**EXERCISE AIM:** Who moderates the panel described in the event announcement below?

**DOCUMENT PASSAGE:**
+===+

Panel: The Capitol Insurrection in Global Perspective

Friday, February 26, 2021 - 12:00pm to 1:30pm
Virtual - Zoom

Many Americans, including most commentators in the mainstream media, have tried to make sense of the events of January 6, 2021 in terms of US racism, QAnon, and Trumpism – as a distinctly American phenomenon. Those are of course crucial parts of the story but treated in isolation from global processes, that story is incomplete and dangerously misleading.

This panel will explore the urgency of situating the Capitol Insurrection in a broader historical and transnational framework highlighting the complex dynamics of empire and colonialism, global white supremacy, militarized and racialized policing, and neoliberal capitalism. Join our panel of experts, moderated by Global Studies Center Director Michael Goodhart: Dr. Errol Henderson of Penn State, Dr. Jeanne Morefield of the University of Birmingham, Dr. Stuart Schrader of Johns Hopkins University, Dr. Nikhil Singh of New York University.

Errol
Henderson Ph.D
Associate Professor, Political Science, Pennsylvania State University
Errol A. Henderson is Associate Professor of International Relations (IR). He earned a PhD in Political Science at the University of Michigan, Ann Arbor. He has authored 50 scholarly publications including five books—the latest on the black liberation struggle of the 1960s-70s. He is presently working on two books: (1) on the role of white racism in IR; and (2) on gender and the Urban Peace and Justice Movement of the 1980s-90s in the US. Henderson established the Diasporas and Politics (DAP) project in 2019 to analyze the influence of racial and religious diasporas in world affairs. He is an original co-sponsor of the Liberation Film Series at the Charles H. Wright Museum of African American History in Detroit, MI. A member of a variety of professional, academic and activist organizations, Henderson is a veteran of the US Army. He also has been outspoken in challenging white supremacism in academia: Being Black at Penn State.
Michael
Goodhart Ph.D
Professor, Political Science, Director Global Studies Center, University of Pittsburgh
Michael Goodhart is Professor of Political Science, and he holds secondary appointments in Philosophy and in Gender, Sexuality, and Women's Studies. He is Director of the Global Studies Center at Pitt and a University Honors College Faculty Fellow. His current research focuses on questions to do with global injustice and responsibility for injustice and in the ways in which political theorists think about these problems. He is also interested in human rights praxis as a form of counter-hegemonic politics under neoliberalism. His core intellectual interests are in the theory and practice of democracy and human rights in the context of globalization and in related questions concerning global justice, democratic governance, and political responsibility at the transnational level.

+===+

**PROVIDED DATA:**
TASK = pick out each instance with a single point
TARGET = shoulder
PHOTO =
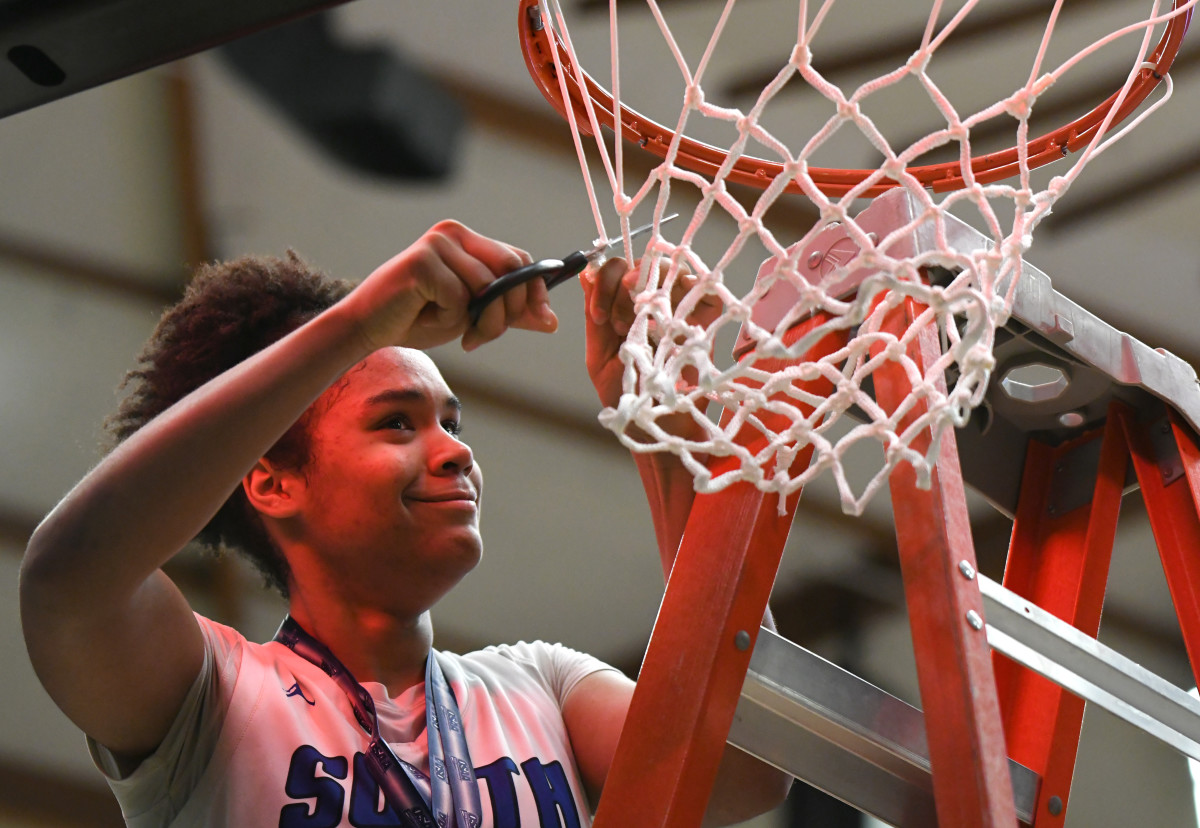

+===+

**TASK RESPONSE:** Michael Goodhart, Director of the Global Studies Center.